Deux ans après Cauchemar, album des peurs et de la gamberge, le rappeur de Blois Wallace Cleaver fait son retour avec baiser, album sur l’amour, avec un grand A. Mais, c’est bien plus que cela...
baiser.
C’est ce simple titre, écrit sans majuscule, ni fioriture, que Wallace Cleaver a choisi pour son nouvel album.
Deux ans après Cauchemar (à écouter ICI), il est revenu avec un album légèrement plus court, mais au titre tout aussi bien trouvé. Si l’on se fie aux intitulés de ses disques, Cauchemar était le fruit de ses peurs profondes ; alors, baiser serait celui de la passion amoureuse.
D’ailleurs, même la DA du projet invite à cette lecture, jusqu’à la pochette.
Mais est-ce vraiment si simple ?
Un album d’amour ?
Wallace Cleaver semble avoir emprunté de nouveaux chemins: avec cette pochette, on sent une nouvelle direction en matière de visuels.
Après les photos le représentant adulte (Toute l’année c’est l’hiver, Cauchemar) ou petit (A la recherche du temps perdu), voilà qu’il laisse sa place à ce visage féminin en gros plan. Cette identité visuelle se décline d’ailleurs dans les pochettes des singles dans ma tête, est-ce que je l’aime et quelque peu pour déconnecté.
À moins que l’on ne se trompe magistralement, celle de dans ma tête est même très clairement une autre partie de la cover de baiser, ou une autre photo du même shooting, centrée différemment. Comme si l’album formait un tout, à partir de petits extraits, une mosaïque d’émotions recomposée en musique.
La pochette évoquera même peut-être à certains celle de GENNIFER (ICI), projet de Gen sorti plus tôt dans l’année.
En syntonie, baiser et GENNIFER sont deux albums « amoureux » avec en cover un visage féminin, en gros plan et pris dans une lumière blanche.
Ce qui change, en plus du contenu des projets, c’est le grain de la photo – plus proche de celui de l’argentique sur celle de Wallace Cleaver – et l’arrière-plan, inexistant sur baiser, alors qu’il figure une sorte d’explosion sur GENNIFER.

Entrées:
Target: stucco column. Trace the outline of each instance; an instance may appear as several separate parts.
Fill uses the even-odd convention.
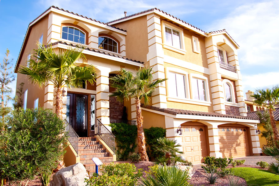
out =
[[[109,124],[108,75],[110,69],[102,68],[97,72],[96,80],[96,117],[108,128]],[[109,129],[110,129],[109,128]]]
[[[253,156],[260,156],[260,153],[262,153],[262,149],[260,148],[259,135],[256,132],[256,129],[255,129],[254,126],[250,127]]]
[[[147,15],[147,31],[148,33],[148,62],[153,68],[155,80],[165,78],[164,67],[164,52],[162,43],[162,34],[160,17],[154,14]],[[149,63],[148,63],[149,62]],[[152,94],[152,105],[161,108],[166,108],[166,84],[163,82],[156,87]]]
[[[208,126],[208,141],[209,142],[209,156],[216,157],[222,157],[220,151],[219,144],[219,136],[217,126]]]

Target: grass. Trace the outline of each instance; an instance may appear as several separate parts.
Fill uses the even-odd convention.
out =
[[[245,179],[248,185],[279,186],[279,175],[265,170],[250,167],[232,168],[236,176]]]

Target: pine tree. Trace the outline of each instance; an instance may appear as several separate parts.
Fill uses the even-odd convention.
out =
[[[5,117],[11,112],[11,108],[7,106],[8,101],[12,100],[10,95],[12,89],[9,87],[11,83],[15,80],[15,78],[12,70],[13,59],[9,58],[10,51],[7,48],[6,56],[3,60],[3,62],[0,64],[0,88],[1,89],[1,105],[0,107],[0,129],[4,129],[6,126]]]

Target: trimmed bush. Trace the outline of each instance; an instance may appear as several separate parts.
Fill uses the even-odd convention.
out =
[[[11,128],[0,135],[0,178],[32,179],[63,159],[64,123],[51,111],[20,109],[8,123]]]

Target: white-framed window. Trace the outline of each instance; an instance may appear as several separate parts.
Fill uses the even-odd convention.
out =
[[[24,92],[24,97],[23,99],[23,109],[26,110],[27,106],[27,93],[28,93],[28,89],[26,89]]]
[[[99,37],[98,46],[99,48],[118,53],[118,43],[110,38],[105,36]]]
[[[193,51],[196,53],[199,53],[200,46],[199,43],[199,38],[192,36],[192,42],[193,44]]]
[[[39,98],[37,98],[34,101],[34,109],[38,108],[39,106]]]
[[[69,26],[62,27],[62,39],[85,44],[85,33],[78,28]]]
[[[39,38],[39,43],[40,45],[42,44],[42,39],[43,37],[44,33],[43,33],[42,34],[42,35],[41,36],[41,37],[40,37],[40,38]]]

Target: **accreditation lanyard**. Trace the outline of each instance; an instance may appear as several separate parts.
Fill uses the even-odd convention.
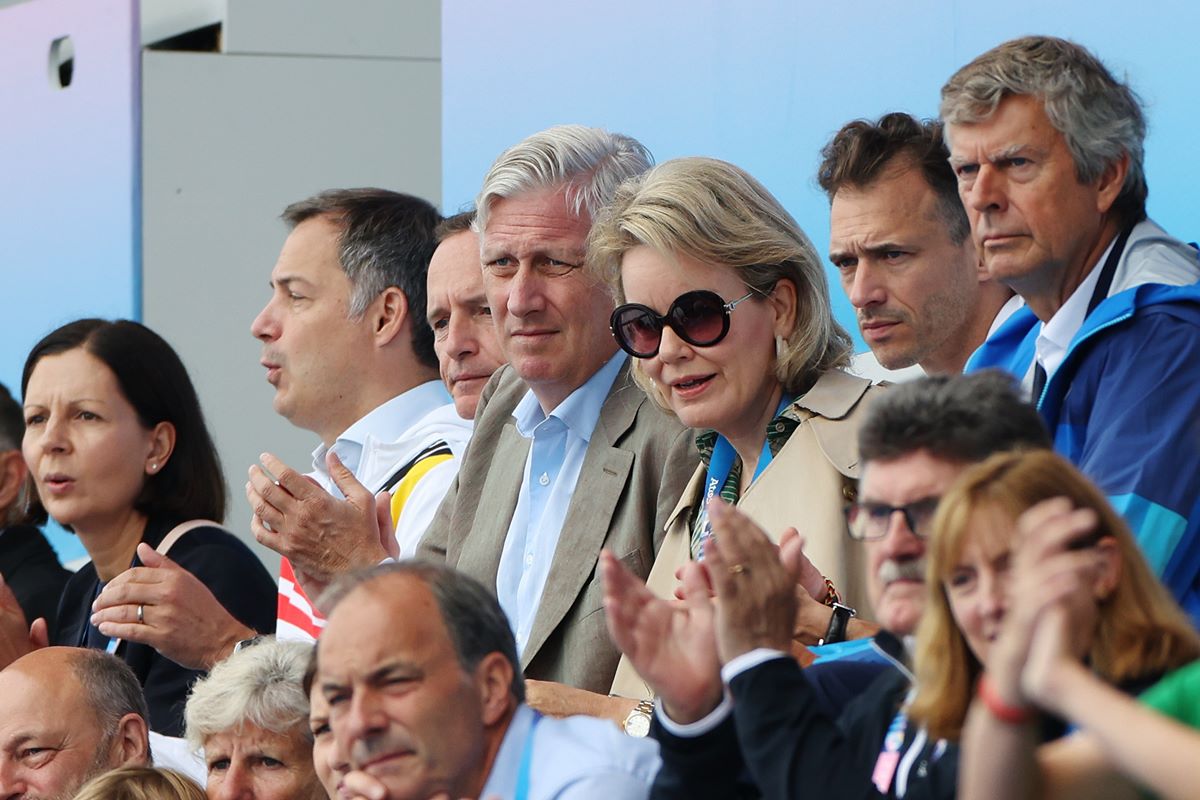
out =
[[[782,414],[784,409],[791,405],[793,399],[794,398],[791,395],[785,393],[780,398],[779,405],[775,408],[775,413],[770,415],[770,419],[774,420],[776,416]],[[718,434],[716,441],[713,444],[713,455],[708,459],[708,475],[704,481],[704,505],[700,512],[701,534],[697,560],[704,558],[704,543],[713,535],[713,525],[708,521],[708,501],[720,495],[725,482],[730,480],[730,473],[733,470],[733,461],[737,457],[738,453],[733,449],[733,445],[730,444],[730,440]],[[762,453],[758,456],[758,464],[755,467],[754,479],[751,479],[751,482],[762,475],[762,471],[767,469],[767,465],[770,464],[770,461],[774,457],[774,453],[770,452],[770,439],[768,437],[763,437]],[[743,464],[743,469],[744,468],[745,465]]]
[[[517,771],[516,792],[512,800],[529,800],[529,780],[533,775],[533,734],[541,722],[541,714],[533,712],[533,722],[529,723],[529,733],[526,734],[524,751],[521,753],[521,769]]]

Actions à mener:
**1)** D'après l'article sur l'album baiser, de quelle ville vient le rappeur Wallace Cleaver ?
**2)** Transforme en liste numérotée les lignes qui vont de celle contenant « Target: **accreditation lanyard**. » jusqu'à la dernière ligne incluse, sans les lignes vides. N'y reprends pas les images.
L'article sur l'album baiser et les lignes ne proviennent pas de la même source.

Solutions:
**1)** Il vient de Blois.

**2)**
1. Target: **accreditation lanyard**. Trace the outline of each instance; an instance may appear as several separate parts.
2. Fill uses the even-odd convention.
3. out =
4. [[[782,414],[784,409],[791,405],[793,399],[794,398],[791,395],[785,393],[780,398],[779,405],[775,408],[775,413],[770,415],[770,419],[774,420],[776,416]],[[718,434],[716,441],[713,444],[713,455],[708,459],[708,475],[704,481],[704,505],[700,512],[701,534],[697,560],[704,558],[704,543],[713,535],[713,525],[708,521],[708,501],[720,495],[725,482],[730,480],[730,473],[733,470],[733,461],[737,457],[738,453],[733,449],[733,445],[730,444],[730,440]],[[762,453],[758,456],[758,464],[755,467],[754,479],[751,479],[751,482],[762,475],[762,471],[767,469],[767,465],[770,464],[770,461],[774,457],[774,453],[770,452],[770,439],[768,437],[763,437]],[[743,464],[743,469],[744,468],[745,465]]]
5. [[[517,771],[516,792],[512,800],[529,800],[529,780],[533,775],[533,734],[541,722],[541,714],[533,712],[533,722],[529,723],[529,733],[526,734],[524,751],[521,753],[521,769]]]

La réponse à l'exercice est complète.